- **SUPPLIED MATERIAL**:
- - - - -

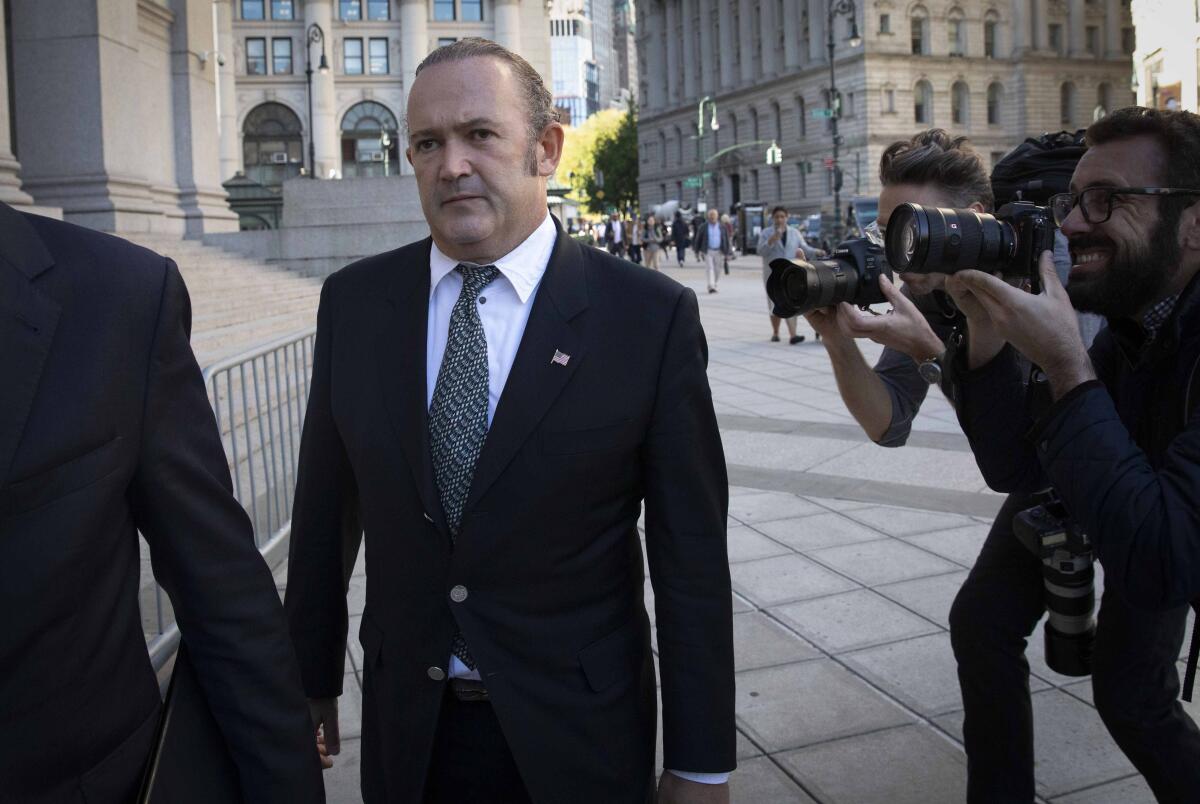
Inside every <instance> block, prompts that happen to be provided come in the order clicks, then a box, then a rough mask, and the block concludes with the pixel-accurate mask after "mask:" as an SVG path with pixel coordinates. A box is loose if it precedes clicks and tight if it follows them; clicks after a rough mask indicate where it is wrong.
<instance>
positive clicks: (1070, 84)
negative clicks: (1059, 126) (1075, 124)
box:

- - - - -

- **ACTIVITY**: Arrange the text lines of the rows above as a numbered list, omitting blank lines and leaving out the pictures.

- **REPLY TO THE EXERCISE**:
1. Inside every <instance> block, prompts that happen to be provided come in the order clicks, then a box, then a rough mask, and the block concludes with the pixel-accurate mask after "mask:" as an SVG path with pixel coordinates. A box is loose if it precedes clicks and tight if it follows them; clicks after a rough mask indicate where it is wrong.
2. <instance>
3. positive clicks: (1070, 84)
4. negative clicks: (1059, 126) (1075, 124)
5. box:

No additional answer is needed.